INPUT FOR THIS TASK START
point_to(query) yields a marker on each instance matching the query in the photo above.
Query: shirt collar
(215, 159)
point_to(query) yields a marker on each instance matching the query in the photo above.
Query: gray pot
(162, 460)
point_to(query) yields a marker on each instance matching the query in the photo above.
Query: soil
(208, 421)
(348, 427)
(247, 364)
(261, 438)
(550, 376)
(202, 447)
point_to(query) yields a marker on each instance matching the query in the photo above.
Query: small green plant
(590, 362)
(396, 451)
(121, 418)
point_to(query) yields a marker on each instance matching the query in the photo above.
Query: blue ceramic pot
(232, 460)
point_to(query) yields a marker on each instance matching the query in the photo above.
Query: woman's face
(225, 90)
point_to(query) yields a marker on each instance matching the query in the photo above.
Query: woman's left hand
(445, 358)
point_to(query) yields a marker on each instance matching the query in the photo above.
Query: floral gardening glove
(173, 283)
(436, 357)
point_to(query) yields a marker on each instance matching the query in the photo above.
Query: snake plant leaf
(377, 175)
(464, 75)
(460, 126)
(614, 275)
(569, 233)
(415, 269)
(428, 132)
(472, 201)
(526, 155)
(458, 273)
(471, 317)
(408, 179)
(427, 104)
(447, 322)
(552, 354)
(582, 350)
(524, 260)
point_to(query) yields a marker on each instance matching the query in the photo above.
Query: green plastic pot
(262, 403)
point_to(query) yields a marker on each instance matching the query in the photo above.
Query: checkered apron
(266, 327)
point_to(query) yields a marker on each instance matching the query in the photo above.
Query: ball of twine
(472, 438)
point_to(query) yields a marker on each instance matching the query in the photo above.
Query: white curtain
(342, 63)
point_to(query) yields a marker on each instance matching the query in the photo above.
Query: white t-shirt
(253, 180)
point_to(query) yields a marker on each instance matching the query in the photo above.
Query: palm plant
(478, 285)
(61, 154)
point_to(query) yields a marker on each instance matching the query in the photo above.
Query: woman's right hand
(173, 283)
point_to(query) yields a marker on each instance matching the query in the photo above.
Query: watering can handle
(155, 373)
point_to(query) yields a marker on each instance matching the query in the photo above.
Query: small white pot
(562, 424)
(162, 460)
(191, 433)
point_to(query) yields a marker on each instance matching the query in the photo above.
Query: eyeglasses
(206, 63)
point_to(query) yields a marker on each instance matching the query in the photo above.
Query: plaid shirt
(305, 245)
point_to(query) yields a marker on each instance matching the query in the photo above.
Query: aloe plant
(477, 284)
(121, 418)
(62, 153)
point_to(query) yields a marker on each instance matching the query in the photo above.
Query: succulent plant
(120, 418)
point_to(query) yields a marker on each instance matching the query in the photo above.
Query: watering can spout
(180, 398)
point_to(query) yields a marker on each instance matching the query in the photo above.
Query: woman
INPUT FOR THIS TASK END
INSTRUCTIONS TO FOLLOW: Please copy the data in full, character for character.

SOLVED PROBLEM:
point_to(query) yields a marker on each instance matching the query in the photo above.
Query: shirt collar
(215, 159)
point_to(query) yields a marker on each instance matching the query in the photo above.
Query: gray pot
(162, 460)
point_to(query) yields a marker on each instance matching the query in the photo above.
Query: soil
(208, 421)
(348, 427)
(247, 364)
(261, 438)
(550, 376)
(202, 447)
point_to(query) yields a marker on each instance matching the query in the photo above.
Query: small green plant
(590, 362)
(396, 451)
(121, 418)
point_to(query) yields a marker on each instance matching the query in the photo above.
Query: blue ceramic pot
(232, 460)
point_to(query) yields a marker on each instance matching the query in the photo above.
Query: woman's face
(225, 90)
point_to(query) yields a marker on each instance matching the query in the photo above.
Query: woman's left hand
(445, 358)
point_to(query) yields a marker on each instance matching the query in the photo above.
Query: floral gardening glove
(173, 283)
(436, 357)
point_to(query) yields a marker on each instance matching the query in the photo above.
Query: snake plant leaf
(377, 175)
(464, 75)
(460, 126)
(614, 275)
(569, 233)
(415, 269)
(428, 132)
(472, 201)
(526, 155)
(458, 273)
(471, 317)
(408, 179)
(427, 104)
(447, 322)
(552, 354)
(582, 350)
(524, 260)
point_to(query) yields a marker on each instance matching the query in the photo above.
Query: green plastic pot
(262, 403)
point_to(query) yields a marker on each instance matching the query in the photo above.
Query: checkered apron
(266, 327)
point_to(query) yields a marker on each instance matching the query in the photo above.
Query: ball of twine
(472, 438)
point_to(query) yields a marker on each instance matching the query in the photo above.
Query: white curtain
(342, 63)
point_to(query) yields a marker on each instance matching the query in the photo above.
Query: white t-shirt
(253, 180)
point_to(query) yields a marker on each instance matching the query in the photo above.
Query: palm plant
(478, 285)
(61, 154)
point_to(query) yields a marker on each instance matching the query in the photo above.
Query: woman's right hand
(173, 283)
point_to(query) yields a marker on each instance matching the query in the photo above.
Query: watering can handle
(155, 373)
point_to(query) yields a marker on each instance matching the query in the photo above.
Query: small white pot
(562, 424)
(162, 460)
(191, 433)
point_to(query) yields a marker on each instance matching the query in the photo above.
Query: eyeglasses
(206, 63)
point_to(query) yields a marker on each instance matching the query in the photo above.
Query: plaid shirt
(305, 245)
point_to(query) yields a marker on each instance matching the query in the photo above.
Query: aloe plant
(477, 284)
(121, 418)
(62, 153)
point_to(query) yields a marker on each instance matching the query in the photo above.
Query: succulent plant
(120, 418)
point_to(query) yields a marker on each instance matching the query in the photo above.
Query: watering can spout
(180, 398)
point_to(query) yields a marker on each instance matching the query in the photo above.
Query: woman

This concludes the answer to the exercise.